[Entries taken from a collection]
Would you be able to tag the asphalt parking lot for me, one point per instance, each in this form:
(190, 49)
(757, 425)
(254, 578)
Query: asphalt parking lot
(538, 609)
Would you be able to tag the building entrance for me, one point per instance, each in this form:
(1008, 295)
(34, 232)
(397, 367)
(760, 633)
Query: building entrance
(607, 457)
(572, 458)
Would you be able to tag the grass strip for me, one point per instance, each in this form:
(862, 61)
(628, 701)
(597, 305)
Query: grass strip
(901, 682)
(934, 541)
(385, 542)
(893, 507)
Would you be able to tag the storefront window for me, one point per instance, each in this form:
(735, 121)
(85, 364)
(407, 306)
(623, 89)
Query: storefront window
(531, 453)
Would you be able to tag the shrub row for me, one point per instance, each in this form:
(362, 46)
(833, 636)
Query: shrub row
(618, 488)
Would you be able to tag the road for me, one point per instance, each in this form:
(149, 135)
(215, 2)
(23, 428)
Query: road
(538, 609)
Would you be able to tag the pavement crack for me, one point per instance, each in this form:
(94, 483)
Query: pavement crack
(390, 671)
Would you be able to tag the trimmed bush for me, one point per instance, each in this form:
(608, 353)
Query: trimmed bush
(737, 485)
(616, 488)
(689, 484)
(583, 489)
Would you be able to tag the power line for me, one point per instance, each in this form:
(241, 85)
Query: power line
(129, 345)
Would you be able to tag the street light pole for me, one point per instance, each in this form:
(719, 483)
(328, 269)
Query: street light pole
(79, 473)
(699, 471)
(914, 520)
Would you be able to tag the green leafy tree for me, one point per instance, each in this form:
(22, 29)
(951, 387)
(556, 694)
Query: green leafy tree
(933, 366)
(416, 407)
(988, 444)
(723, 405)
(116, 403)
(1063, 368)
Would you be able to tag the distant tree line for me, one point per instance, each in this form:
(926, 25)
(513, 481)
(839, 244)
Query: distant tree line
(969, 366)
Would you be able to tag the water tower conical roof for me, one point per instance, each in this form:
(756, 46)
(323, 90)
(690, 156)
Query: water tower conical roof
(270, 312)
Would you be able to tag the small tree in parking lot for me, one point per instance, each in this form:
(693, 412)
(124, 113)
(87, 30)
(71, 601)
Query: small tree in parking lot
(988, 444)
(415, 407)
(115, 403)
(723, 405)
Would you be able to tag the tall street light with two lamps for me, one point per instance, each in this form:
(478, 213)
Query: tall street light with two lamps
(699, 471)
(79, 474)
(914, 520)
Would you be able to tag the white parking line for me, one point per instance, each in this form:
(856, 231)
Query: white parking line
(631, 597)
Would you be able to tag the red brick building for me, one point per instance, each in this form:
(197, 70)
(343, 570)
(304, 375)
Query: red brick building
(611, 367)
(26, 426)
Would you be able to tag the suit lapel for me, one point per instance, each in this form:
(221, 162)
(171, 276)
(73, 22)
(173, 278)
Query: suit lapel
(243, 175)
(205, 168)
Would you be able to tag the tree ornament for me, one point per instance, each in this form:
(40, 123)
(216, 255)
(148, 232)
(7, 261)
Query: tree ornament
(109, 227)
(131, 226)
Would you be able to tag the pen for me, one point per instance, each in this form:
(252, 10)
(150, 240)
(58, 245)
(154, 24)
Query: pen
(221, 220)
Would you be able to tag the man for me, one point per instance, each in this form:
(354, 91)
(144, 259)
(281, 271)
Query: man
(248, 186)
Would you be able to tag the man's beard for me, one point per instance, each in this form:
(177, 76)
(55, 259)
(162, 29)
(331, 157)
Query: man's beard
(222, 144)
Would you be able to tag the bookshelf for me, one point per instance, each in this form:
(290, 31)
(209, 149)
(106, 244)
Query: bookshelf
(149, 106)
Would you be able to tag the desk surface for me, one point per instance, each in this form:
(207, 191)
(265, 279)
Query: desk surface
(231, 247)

> [Directions]:
Starting with the line that contains "Would you be able to tag the bookshelf", return each line through the last one of the data above, exactly as written and nothing more.

> [Solution]:
Would you be able to tag the bookshelf for me, one point per instance, each in this form:
(290, 31)
(209, 149)
(106, 244)
Query: bookshelf
(149, 106)
Would you be able to tag the desk surface for me, one point per instance, each in this form:
(207, 191)
(265, 279)
Query: desk surface
(231, 247)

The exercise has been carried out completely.